#### [Given records]
*** Block opens ***
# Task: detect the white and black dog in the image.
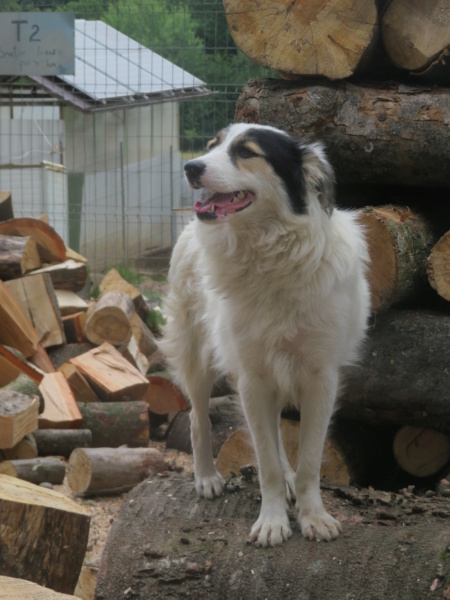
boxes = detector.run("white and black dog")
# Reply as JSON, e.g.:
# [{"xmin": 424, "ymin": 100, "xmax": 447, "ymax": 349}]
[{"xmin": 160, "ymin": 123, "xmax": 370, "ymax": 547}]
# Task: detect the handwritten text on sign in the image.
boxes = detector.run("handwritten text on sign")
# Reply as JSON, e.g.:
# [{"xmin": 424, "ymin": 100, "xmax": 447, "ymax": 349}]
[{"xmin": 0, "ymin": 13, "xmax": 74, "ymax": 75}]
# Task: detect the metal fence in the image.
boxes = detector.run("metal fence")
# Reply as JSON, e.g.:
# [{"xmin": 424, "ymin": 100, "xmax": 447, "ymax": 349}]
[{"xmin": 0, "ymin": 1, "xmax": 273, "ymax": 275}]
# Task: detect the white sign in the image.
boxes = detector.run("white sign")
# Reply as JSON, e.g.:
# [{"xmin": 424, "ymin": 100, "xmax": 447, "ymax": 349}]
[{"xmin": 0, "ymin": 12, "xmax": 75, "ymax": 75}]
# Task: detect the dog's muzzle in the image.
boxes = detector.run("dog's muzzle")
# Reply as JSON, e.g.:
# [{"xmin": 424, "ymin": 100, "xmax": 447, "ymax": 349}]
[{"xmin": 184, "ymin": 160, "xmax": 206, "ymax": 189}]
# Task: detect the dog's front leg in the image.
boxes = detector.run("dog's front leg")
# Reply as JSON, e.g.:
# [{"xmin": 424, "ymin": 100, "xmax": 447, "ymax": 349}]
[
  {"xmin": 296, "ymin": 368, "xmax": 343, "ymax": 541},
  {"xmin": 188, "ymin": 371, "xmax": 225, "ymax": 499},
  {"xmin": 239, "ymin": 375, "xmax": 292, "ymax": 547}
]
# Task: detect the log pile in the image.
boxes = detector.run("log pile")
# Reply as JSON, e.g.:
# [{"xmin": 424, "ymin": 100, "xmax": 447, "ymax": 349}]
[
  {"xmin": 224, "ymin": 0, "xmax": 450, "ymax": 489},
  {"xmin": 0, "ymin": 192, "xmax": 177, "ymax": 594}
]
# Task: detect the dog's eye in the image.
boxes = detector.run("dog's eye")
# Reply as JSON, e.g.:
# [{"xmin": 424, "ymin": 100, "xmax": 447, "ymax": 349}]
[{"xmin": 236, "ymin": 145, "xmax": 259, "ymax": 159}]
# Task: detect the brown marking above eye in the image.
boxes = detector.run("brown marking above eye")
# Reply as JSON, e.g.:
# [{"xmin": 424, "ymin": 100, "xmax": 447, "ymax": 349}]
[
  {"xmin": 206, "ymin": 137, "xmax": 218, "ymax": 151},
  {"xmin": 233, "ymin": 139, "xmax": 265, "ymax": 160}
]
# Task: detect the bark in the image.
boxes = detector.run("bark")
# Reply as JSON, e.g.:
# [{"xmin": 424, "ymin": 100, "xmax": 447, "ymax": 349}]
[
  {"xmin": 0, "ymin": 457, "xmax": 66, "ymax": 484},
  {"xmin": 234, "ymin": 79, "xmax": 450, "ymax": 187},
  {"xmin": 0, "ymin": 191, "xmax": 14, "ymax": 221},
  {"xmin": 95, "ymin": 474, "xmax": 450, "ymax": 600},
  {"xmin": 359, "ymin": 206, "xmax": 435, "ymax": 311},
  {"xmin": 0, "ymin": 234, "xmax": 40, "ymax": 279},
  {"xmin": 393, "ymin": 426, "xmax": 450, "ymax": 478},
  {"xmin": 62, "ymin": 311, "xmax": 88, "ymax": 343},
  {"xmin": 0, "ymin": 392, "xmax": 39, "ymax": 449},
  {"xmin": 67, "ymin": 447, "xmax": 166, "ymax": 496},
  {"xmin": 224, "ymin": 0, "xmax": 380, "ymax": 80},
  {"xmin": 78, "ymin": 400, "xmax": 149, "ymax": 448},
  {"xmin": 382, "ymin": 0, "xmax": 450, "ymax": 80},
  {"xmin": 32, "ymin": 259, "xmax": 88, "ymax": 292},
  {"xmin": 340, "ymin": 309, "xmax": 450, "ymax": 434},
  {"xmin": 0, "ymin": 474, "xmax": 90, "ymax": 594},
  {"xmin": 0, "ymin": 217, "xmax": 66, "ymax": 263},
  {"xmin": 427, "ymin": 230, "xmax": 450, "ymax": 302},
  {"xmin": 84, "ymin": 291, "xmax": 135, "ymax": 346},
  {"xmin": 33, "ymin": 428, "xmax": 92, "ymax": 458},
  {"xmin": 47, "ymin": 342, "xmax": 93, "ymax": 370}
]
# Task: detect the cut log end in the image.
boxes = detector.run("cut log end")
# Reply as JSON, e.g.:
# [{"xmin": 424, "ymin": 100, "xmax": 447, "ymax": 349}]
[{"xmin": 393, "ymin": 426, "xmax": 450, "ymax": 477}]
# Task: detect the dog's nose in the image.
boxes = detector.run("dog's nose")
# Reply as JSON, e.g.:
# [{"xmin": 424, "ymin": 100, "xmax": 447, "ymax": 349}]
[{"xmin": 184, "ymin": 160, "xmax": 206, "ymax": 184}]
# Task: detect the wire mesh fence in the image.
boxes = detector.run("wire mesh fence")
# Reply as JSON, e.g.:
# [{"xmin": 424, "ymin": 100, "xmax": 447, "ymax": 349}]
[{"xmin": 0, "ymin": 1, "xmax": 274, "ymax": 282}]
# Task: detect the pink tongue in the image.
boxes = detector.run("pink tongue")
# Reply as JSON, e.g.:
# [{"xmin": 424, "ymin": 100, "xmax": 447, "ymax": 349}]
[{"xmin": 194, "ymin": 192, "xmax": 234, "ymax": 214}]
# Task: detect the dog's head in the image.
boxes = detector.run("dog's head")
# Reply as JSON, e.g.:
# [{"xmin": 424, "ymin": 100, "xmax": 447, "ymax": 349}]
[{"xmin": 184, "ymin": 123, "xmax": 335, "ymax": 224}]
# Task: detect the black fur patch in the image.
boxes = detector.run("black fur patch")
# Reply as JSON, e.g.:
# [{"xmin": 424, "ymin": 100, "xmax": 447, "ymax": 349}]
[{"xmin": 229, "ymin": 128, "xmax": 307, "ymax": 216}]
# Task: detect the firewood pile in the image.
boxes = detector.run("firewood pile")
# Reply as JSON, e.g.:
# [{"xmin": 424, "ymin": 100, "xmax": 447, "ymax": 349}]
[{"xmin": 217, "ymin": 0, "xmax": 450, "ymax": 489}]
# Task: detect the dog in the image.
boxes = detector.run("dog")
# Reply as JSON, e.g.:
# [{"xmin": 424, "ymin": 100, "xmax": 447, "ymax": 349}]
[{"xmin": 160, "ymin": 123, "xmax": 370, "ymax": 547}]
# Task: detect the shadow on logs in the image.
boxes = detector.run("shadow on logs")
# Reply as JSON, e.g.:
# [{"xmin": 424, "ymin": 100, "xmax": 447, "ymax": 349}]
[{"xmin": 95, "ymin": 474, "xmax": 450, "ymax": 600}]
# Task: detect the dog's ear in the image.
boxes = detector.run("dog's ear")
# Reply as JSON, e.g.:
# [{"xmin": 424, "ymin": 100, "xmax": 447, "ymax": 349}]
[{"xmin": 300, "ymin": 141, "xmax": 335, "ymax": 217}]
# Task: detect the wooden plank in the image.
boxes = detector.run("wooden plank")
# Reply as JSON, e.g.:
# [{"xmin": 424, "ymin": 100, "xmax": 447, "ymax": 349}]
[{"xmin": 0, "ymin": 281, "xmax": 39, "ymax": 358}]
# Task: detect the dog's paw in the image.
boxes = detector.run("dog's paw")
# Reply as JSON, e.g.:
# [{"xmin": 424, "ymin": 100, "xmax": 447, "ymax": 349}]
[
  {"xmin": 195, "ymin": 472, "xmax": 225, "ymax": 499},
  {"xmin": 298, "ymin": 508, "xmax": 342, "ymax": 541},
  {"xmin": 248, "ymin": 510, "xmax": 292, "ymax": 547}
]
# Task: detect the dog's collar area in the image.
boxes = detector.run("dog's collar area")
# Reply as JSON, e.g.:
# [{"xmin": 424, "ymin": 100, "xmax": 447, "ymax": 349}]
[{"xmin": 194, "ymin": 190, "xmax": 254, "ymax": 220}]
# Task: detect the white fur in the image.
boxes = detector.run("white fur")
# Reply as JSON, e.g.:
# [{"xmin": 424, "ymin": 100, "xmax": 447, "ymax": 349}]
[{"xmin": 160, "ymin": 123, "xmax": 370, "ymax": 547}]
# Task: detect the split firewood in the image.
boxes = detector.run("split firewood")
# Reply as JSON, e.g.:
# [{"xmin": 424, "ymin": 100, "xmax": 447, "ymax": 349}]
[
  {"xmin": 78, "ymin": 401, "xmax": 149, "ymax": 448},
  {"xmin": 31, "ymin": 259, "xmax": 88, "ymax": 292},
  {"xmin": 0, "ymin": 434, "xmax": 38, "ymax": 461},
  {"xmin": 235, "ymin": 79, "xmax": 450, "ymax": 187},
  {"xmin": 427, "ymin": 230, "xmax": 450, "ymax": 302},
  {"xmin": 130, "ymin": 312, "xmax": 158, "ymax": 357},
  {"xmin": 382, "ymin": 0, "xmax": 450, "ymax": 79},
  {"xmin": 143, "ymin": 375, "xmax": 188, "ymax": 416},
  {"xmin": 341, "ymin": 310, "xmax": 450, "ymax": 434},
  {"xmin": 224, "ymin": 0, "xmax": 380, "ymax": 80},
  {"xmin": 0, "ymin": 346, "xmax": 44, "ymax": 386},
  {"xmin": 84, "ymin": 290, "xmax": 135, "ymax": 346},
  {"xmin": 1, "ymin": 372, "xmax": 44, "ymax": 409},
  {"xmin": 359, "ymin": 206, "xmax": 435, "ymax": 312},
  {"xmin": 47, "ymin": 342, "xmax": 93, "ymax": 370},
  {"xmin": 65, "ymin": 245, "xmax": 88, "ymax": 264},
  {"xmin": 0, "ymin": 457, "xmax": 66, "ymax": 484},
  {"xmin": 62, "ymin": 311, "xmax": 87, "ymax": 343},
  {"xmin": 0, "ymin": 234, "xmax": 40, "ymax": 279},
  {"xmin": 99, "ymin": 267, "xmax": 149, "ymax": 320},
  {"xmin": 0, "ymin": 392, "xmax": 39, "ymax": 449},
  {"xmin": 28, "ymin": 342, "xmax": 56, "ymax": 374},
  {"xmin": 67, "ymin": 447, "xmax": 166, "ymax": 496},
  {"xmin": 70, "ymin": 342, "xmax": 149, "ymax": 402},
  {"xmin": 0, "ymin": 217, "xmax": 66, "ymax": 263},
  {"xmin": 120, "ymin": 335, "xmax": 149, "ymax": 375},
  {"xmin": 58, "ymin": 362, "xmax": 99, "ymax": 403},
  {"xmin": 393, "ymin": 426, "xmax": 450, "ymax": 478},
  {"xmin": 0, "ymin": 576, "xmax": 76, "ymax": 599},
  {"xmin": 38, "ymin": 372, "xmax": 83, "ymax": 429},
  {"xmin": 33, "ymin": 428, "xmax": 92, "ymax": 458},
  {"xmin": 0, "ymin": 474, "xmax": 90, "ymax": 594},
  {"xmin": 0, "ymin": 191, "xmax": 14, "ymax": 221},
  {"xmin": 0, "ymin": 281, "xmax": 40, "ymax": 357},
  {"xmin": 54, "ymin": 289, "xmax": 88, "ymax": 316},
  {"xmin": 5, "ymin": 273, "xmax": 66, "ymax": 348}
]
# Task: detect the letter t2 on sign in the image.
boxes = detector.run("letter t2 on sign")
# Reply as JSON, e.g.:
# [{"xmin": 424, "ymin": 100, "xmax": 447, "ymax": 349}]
*** Block closes ***
#### [Exercise details]
Please report every line of the records above that contains the word "wooden".

#### [Task solution]
# Task: detect the wooden plank in the image.
boxes = detector.run("wooden plank")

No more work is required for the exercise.